WRITTEN INSTRUCTION
Skip every line before the one containing "the stone temple", then copy that line and the rest of the entries below exactly, through the last line.

DATA FOR THIS TASK
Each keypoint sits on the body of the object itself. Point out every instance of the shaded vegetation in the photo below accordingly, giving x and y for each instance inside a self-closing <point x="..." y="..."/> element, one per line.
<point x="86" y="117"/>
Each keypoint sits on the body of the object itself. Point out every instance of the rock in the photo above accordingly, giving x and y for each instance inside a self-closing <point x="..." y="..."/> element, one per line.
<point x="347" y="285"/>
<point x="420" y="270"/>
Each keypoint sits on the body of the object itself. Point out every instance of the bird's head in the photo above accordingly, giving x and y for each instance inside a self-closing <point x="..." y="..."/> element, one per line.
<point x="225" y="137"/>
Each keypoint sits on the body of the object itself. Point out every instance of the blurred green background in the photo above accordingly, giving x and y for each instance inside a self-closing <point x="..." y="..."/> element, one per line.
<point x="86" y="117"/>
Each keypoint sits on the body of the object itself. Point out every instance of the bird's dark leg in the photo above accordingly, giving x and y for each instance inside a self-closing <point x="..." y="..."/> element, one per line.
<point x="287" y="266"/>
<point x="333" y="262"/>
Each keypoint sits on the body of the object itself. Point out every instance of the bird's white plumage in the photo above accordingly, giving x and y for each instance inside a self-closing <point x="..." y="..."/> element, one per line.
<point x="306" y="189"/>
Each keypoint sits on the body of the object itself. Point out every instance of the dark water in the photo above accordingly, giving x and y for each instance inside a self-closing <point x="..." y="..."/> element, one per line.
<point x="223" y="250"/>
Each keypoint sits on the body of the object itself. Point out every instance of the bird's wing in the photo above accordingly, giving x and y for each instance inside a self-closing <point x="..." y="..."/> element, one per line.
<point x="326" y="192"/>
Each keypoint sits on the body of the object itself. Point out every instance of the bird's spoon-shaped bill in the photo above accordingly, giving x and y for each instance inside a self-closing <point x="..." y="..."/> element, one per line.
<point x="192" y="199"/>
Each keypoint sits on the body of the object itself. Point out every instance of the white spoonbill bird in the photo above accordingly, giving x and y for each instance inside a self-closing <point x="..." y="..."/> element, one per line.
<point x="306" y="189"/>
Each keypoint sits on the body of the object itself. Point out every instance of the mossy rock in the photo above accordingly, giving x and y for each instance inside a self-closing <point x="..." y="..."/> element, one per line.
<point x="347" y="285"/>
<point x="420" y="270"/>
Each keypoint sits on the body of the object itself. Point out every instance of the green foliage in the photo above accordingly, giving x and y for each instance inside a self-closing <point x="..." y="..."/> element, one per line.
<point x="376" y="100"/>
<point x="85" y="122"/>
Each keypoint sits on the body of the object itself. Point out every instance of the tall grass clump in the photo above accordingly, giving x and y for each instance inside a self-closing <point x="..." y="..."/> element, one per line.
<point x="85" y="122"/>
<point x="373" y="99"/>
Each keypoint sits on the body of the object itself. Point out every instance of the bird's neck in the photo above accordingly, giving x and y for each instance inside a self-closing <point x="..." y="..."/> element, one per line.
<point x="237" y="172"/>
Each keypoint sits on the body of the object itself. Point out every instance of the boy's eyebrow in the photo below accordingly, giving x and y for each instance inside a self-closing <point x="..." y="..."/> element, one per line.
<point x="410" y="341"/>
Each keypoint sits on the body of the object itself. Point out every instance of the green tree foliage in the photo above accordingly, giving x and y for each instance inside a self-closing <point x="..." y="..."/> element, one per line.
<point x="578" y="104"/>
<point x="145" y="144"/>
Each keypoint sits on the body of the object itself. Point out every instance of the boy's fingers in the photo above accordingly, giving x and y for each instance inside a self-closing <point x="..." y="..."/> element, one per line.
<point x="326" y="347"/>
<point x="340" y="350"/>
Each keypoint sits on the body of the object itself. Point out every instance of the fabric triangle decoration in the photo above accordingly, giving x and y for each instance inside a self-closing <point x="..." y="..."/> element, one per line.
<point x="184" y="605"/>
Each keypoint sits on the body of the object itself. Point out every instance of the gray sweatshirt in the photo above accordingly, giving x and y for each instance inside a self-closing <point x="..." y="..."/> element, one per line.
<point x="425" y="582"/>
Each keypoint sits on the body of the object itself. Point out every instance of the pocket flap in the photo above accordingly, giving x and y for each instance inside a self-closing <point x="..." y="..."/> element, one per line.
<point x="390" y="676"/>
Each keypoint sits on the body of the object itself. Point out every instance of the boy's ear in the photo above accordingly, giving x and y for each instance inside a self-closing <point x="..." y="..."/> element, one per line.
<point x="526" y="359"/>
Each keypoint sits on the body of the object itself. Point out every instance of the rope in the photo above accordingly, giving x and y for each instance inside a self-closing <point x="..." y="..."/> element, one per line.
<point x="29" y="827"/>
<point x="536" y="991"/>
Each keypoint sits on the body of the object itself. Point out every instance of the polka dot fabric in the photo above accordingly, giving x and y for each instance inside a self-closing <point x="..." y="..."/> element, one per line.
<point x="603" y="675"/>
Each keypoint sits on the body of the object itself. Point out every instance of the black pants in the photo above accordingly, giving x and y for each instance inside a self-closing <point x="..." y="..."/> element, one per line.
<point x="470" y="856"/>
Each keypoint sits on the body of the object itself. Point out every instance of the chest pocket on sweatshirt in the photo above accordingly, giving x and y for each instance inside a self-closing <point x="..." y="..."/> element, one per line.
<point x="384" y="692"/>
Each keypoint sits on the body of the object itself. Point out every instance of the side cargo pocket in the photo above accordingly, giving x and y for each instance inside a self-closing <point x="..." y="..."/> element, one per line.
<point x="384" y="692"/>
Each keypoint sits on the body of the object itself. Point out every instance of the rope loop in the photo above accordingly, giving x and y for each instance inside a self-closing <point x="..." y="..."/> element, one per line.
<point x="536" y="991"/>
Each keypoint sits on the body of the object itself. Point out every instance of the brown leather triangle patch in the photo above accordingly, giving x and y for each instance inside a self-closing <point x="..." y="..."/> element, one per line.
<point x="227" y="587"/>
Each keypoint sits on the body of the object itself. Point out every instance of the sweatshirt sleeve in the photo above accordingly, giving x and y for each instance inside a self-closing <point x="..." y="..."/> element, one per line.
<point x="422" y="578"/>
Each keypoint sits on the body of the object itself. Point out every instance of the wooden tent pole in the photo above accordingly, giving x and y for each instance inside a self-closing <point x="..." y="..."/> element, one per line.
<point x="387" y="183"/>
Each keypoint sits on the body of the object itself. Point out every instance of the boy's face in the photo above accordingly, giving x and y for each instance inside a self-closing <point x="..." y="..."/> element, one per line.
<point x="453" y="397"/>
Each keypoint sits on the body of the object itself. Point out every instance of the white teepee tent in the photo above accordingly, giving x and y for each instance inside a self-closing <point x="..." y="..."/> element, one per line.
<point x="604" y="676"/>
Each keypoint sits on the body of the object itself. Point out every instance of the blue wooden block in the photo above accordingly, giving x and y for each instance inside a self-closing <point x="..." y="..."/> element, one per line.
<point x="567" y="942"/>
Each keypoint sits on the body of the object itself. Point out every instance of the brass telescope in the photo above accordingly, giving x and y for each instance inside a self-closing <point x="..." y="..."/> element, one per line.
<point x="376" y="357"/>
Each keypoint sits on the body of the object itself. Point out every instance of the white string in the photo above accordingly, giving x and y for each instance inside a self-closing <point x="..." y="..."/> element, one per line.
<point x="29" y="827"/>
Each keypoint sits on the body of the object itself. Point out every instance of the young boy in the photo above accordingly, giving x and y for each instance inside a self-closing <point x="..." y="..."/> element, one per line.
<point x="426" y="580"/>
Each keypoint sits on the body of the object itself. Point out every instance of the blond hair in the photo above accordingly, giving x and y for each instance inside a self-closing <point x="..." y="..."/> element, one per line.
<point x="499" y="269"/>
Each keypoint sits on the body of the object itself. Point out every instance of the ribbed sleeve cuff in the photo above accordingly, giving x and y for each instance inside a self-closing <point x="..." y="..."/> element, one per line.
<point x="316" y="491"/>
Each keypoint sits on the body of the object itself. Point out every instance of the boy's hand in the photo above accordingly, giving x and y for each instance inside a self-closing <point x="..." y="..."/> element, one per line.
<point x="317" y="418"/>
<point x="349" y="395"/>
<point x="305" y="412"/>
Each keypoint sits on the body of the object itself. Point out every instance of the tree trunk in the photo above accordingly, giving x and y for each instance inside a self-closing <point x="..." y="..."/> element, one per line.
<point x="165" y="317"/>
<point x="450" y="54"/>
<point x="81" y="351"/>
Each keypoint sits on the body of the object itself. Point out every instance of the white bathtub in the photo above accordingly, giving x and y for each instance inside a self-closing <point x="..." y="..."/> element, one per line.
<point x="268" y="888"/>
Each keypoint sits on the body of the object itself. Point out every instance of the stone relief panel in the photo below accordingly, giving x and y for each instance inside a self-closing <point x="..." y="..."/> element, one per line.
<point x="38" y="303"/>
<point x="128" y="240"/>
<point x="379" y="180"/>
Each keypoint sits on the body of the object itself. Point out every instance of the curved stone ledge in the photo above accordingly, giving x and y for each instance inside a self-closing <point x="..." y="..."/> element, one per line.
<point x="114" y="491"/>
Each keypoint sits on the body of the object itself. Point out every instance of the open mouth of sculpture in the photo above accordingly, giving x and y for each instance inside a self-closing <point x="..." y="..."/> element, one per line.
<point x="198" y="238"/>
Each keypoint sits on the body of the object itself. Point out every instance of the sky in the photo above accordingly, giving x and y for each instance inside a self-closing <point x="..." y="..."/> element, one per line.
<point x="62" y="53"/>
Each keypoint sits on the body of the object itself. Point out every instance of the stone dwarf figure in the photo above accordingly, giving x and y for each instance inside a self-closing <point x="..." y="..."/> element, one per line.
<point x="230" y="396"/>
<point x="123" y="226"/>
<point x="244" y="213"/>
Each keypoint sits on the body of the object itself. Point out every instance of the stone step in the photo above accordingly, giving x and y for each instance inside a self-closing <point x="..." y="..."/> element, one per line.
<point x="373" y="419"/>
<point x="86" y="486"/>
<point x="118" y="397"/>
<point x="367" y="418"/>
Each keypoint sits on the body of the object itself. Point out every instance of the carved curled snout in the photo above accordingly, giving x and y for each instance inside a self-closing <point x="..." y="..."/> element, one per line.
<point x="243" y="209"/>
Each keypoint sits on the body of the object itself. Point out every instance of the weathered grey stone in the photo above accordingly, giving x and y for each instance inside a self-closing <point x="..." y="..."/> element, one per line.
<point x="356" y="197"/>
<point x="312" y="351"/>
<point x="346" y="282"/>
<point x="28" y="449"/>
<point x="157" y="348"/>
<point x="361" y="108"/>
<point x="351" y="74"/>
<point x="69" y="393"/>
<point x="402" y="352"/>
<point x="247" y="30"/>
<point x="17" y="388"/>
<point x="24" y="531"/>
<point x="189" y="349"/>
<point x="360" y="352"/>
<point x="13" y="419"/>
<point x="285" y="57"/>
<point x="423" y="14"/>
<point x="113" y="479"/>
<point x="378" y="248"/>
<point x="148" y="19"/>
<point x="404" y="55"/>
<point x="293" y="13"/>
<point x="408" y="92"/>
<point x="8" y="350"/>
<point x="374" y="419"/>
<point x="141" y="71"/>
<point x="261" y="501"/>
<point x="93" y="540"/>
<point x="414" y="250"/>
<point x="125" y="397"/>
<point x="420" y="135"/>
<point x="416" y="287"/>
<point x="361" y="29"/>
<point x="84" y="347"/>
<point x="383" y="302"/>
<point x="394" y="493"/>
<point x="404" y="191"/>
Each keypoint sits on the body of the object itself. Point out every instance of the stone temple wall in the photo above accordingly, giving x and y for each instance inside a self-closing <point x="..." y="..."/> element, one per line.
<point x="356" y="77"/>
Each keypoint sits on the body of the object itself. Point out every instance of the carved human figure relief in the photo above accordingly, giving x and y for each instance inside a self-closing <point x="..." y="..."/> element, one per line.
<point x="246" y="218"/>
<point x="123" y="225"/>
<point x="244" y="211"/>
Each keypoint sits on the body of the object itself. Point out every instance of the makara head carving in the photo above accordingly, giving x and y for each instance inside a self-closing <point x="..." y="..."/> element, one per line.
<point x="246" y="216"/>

RESULT FOR THIS TASK
Each keypoint sits on the body of the object itself. Point out every instance of the stone temple wall in the photo above accordingly, giving x and y for each instance inside a self-closing <point x="..." y="..."/> element, one per line.
<point x="356" y="77"/>
Each keypoint sits on the body of the object itself. Point out every instance of the carved human figure relief in the photo above accordingly, giving x and y for each instance inside a self-closing <point x="..." y="..."/> element, one per line.
<point x="246" y="218"/>
<point x="123" y="225"/>
<point x="244" y="211"/>
Each keypoint sits on the body of the object itself. Point out every instance of the makara head carving in the photo above accordingly, giving x and y for each instance inside a self-closing <point x="..." y="..."/> element, one per line.
<point x="246" y="216"/>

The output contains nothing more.